* _Work instruction_
Only one range belongs in the answer: the line holding "Phrase: blue sky" through the last line of the records, reproduced as is.

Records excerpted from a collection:
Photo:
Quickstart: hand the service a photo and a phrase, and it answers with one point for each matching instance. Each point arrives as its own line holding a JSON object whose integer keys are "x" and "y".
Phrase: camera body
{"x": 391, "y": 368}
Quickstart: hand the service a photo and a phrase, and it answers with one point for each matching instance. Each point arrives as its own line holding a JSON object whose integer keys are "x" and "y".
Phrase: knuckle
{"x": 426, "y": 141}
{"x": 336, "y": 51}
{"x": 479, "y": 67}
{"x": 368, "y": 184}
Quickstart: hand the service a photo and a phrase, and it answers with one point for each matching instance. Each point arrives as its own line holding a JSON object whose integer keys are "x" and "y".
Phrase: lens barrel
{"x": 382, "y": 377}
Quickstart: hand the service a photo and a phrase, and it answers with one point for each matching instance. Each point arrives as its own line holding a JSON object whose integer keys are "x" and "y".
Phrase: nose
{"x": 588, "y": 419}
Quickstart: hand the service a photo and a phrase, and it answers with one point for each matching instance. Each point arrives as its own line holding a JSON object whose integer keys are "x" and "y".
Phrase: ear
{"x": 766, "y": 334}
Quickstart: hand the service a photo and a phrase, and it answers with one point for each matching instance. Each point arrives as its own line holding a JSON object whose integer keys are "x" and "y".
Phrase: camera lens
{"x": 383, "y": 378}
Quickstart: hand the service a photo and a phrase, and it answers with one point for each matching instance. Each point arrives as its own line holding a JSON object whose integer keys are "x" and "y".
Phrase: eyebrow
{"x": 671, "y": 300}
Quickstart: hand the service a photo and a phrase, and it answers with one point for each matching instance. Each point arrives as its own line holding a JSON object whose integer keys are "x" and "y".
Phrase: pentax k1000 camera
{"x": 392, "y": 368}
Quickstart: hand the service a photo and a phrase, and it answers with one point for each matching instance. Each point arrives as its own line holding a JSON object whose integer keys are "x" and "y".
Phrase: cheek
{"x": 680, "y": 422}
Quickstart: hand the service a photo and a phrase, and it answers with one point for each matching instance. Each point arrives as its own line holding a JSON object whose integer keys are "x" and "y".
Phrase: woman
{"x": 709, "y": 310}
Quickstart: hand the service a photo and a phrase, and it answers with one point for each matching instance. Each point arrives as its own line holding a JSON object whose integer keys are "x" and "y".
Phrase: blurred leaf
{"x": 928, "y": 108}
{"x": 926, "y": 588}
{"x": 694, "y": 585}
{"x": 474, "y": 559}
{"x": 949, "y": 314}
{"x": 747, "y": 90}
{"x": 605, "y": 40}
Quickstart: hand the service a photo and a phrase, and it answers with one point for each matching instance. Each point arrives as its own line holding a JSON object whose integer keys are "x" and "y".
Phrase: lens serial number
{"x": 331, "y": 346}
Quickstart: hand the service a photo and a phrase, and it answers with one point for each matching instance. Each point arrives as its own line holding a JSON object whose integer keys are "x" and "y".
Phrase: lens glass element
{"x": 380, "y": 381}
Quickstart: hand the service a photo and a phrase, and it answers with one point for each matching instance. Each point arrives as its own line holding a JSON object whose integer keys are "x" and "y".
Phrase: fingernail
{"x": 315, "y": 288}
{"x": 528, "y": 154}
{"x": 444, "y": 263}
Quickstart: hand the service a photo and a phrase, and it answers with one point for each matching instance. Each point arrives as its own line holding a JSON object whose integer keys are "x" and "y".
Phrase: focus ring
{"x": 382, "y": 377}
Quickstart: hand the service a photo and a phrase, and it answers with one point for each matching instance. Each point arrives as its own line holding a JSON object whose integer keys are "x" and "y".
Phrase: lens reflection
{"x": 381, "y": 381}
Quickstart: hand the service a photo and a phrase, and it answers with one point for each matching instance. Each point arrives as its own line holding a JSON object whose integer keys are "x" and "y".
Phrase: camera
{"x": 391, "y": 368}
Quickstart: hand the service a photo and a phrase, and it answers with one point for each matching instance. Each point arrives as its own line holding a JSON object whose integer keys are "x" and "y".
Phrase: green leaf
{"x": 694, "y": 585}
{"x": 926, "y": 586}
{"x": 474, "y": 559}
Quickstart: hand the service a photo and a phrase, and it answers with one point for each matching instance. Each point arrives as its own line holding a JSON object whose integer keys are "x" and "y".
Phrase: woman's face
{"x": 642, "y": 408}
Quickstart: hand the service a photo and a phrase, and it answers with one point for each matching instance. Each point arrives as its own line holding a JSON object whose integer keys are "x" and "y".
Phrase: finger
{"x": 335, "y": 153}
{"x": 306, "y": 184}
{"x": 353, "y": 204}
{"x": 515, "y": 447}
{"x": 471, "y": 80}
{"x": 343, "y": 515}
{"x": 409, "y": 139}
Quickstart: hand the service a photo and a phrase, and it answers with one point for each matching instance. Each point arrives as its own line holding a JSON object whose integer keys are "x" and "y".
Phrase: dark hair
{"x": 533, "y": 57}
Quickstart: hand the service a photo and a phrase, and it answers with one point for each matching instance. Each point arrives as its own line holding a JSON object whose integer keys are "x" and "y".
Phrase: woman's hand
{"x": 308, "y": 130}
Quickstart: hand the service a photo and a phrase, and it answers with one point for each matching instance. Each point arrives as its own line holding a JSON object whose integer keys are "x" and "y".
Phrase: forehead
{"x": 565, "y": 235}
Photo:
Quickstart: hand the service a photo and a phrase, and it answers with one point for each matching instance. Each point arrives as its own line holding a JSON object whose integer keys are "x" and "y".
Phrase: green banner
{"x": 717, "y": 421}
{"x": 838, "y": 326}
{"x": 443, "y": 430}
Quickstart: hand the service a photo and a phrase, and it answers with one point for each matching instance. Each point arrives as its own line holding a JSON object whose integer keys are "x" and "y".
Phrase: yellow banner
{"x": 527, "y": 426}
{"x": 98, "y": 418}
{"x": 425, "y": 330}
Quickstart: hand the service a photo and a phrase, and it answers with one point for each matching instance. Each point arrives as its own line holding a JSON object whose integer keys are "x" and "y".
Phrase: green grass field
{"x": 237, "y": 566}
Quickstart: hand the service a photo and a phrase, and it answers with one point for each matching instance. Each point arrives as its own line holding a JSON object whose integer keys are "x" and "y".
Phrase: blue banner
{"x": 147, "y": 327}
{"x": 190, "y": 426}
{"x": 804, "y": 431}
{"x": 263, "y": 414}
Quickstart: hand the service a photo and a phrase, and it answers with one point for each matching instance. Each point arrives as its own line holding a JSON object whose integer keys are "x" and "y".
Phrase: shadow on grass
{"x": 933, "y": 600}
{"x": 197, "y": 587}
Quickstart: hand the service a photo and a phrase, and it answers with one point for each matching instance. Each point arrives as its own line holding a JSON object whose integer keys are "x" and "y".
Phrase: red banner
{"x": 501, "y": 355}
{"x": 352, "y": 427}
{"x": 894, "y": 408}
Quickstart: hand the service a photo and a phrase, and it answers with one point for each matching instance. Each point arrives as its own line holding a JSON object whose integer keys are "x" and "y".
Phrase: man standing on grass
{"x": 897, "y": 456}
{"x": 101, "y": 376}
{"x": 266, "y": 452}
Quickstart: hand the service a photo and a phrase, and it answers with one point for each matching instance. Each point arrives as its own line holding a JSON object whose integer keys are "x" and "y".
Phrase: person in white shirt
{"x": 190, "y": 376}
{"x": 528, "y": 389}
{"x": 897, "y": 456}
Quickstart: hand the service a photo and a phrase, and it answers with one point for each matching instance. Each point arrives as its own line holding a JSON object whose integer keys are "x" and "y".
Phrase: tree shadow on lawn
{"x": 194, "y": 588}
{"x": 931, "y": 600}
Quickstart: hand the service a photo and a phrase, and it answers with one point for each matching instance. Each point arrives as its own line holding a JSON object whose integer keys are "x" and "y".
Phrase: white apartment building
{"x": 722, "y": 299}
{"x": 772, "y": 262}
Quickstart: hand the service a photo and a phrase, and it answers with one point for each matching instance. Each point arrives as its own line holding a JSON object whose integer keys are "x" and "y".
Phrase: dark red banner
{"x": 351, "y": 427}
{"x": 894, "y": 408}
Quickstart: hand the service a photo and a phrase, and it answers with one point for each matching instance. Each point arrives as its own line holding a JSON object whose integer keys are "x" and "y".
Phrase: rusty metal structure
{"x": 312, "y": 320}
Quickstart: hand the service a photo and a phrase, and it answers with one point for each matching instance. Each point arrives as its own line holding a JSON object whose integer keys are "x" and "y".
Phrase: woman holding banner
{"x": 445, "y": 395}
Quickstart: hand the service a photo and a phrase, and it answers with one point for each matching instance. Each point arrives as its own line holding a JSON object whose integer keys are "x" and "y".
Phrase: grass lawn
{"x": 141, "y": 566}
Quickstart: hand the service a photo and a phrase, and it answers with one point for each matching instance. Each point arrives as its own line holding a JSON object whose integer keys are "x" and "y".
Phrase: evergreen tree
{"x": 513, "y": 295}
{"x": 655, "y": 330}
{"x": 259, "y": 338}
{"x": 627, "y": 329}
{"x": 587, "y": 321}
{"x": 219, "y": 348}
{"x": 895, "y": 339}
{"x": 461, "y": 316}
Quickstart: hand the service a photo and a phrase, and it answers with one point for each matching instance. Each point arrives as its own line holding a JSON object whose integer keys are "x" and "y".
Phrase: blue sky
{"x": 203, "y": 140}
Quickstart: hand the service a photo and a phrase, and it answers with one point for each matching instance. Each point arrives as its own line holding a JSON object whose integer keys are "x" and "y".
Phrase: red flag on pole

* _Response to this task_
Phrase: blue sky
{"x": 203, "y": 140}
Quickstart: hand the service a photo and a phrase, and it answers with one point for each matching instance. Each point arrives as its own line holding a JSON object whose integer keys are "x" and "y".
Phrase: red flag on pole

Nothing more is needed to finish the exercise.